■ YOUR TASKS
1. According to the book review, in what year was the novel published?
2. Reproduce everything in the book review from "-Features: Schizophrenia" down to "back to sanity.".

■ SOURCE TEXT
::::

About My Book Reviews

Tuesday, May 11, 2021

I Never Promised You a Rose Garden by Hannah Green

Title: I Never Promised You A Rose Garden

Author: Hannah Green, Joanne Greenberg

Published: 1964

Genre: General Fiction

Grade Level: Adult

-Trigger Warning: Suicidal thoughts / Suicidal attempts

-Movie Rating: PG-13

-Features: Schizophrenia


Blurb (from goodreads):

I Never Promised You a Rose Garden is the story of a sixteen-year-old who retreats from reality into the bondage of a lushly imagined but threatening kingdom, and her slow and painful journey back to sanity.

Chronicles the three-year battle of a mentally ill, but perceptive, teenage girl against a world of her own creation, emphasizing her relationship with the doctor who gave her the ammunition of self-understanding with which to help herself.

"I wrote this novel, which is a fictionalized autobiography, to give a picture of what being schizophrenic feels like and what can be accomplished with a trusting relationship between a gifted therapist and a willing patient. It is not a case history or study. I like to think it is a hymn to reality." —Joanne Greenberg.

::::

■ DATA PROVIDED
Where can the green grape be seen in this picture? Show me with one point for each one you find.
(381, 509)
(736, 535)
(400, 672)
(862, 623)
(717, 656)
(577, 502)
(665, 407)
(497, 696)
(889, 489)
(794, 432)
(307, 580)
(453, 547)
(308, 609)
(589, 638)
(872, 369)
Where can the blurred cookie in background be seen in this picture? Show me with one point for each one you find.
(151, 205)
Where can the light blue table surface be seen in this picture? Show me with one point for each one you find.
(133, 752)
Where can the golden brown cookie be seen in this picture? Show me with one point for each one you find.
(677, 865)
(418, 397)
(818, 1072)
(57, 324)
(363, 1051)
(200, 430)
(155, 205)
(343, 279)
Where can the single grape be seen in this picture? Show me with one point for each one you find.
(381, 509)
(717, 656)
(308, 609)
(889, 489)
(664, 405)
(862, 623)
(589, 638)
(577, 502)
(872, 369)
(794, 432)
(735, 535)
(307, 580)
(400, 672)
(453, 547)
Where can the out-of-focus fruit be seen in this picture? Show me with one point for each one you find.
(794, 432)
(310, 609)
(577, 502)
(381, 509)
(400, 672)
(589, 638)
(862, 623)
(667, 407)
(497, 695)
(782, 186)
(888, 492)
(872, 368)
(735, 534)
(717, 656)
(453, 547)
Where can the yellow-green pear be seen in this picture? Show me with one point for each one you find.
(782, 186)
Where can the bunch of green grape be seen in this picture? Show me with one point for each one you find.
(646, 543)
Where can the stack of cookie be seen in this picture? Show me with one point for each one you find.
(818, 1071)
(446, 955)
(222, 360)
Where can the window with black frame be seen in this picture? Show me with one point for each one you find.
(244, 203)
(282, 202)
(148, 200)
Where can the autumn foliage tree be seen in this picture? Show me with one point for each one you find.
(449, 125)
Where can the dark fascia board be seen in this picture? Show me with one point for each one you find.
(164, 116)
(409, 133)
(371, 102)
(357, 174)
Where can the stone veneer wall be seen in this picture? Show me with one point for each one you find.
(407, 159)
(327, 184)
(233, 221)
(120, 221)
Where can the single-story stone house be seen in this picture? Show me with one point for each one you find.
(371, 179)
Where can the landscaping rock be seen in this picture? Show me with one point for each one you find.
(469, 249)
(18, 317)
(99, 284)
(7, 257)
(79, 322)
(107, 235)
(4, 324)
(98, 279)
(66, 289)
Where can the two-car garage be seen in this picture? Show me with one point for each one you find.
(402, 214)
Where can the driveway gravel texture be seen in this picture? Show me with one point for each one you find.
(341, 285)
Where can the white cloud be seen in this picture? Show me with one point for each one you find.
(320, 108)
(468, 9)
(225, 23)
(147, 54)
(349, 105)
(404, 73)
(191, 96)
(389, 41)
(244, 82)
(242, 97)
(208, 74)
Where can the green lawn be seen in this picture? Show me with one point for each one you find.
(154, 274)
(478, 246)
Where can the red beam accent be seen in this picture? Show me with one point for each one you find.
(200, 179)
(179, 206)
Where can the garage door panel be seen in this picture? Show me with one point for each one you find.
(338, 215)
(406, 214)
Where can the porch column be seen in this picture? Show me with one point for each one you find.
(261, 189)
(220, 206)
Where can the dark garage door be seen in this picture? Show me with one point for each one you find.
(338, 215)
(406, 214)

::::

■ ANSWERS FOR EACH ITEM
1. 1964

2.
-Features: Schizophrenia


Blurb (from goodreads):

I Never Promised You a Rose Garden is the story of a sixteen-year-old who retreats from reality into the bondage of a lushly imagined but threatening kingdom, and her slow and painful journey back to sanity.